**PROVIDED MATERIAL**
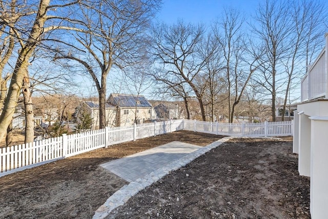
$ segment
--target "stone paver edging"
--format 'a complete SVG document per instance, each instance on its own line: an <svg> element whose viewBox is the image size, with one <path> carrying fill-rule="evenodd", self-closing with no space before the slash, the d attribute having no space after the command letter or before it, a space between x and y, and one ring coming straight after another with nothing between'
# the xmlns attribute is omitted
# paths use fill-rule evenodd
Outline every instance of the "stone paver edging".
<svg viewBox="0 0 328 219"><path fill-rule="evenodd" d="M203 148L200 148L161 168L152 172L141 178L138 178L135 181L132 182L129 184L124 186L108 198L104 205L101 205L95 211L92 218L104 218L113 210L118 206L124 205L133 195L168 174L170 172L184 167L198 157L212 149L217 147L230 139L240 137L233 136L224 137ZM249 137L247 137L247 138L249 138ZM265 138L276 140L280 140L280 138L273 137Z"/></svg>

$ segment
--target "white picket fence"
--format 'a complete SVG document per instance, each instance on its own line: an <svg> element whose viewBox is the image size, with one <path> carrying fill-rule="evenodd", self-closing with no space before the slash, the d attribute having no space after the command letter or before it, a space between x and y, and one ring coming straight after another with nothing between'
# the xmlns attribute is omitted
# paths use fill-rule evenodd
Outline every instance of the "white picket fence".
<svg viewBox="0 0 328 219"><path fill-rule="evenodd" d="M212 123L183 120L183 130L222 135L248 137L293 134L293 121L256 123Z"/></svg>
<svg viewBox="0 0 328 219"><path fill-rule="evenodd" d="M242 136L293 135L292 122L229 124L171 120L87 131L0 148L0 177L100 148L180 130Z"/></svg>

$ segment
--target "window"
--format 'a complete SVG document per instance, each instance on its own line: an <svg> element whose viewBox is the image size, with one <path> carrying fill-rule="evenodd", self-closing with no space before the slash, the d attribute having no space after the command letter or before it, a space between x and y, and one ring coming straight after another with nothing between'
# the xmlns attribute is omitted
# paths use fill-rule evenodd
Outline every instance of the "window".
<svg viewBox="0 0 328 219"><path fill-rule="evenodd" d="M35 123L35 124L34 125L40 125L41 124L41 119L40 118L35 119L34 123Z"/></svg>
<svg viewBox="0 0 328 219"><path fill-rule="evenodd" d="M289 111L288 111L288 109L285 109L285 116L288 116L289 115ZM278 110L278 115L282 116L282 108L279 108Z"/></svg>

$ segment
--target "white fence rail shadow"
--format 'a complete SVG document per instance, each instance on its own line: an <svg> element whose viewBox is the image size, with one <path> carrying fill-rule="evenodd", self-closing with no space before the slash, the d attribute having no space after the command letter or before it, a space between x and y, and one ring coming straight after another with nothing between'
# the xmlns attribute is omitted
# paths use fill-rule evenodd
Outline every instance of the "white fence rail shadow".
<svg viewBox="0 0 328 219"><path fill-rule="evenodd" d="M232 124L171 120L85 132L0 148L0 177L116 144L180 130L240 136L293 135L292 122Z"/></svg>

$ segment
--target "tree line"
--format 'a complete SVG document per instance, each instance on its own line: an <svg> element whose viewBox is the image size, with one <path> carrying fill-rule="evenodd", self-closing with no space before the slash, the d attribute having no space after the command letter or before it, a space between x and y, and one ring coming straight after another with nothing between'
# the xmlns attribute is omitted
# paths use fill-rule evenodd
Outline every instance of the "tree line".
<svg viewBox="0 0 328 219"><path fill-rule="evenodd" d="M231 122L241 101L251 108L267 99L274 121L282 97L283 120L286 106L298 97L293 94L299 79L322 46L323 3L267 0L248 23L240 11L226 9L208 26L152 22L161 4L1 1L0 139L10 136L22 101L25 142L33 141L33 94L65 92L79 75L88 75L95 86L100 128L107 125L108 78L118 72L138 94L154 82L162 96L182 100L188 118L191 98L204 121L217 120L226 103Z"/></svg>

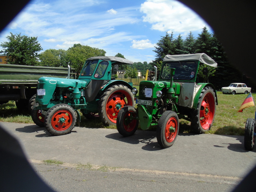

**EXERCISE**
Pull out every line of the records that contains the string "edging", treating uppercase and lowercase letters as different.

**WRITTEN REPLY**
--target "stone paver edging"
Outline every instance of the "stone paver edging".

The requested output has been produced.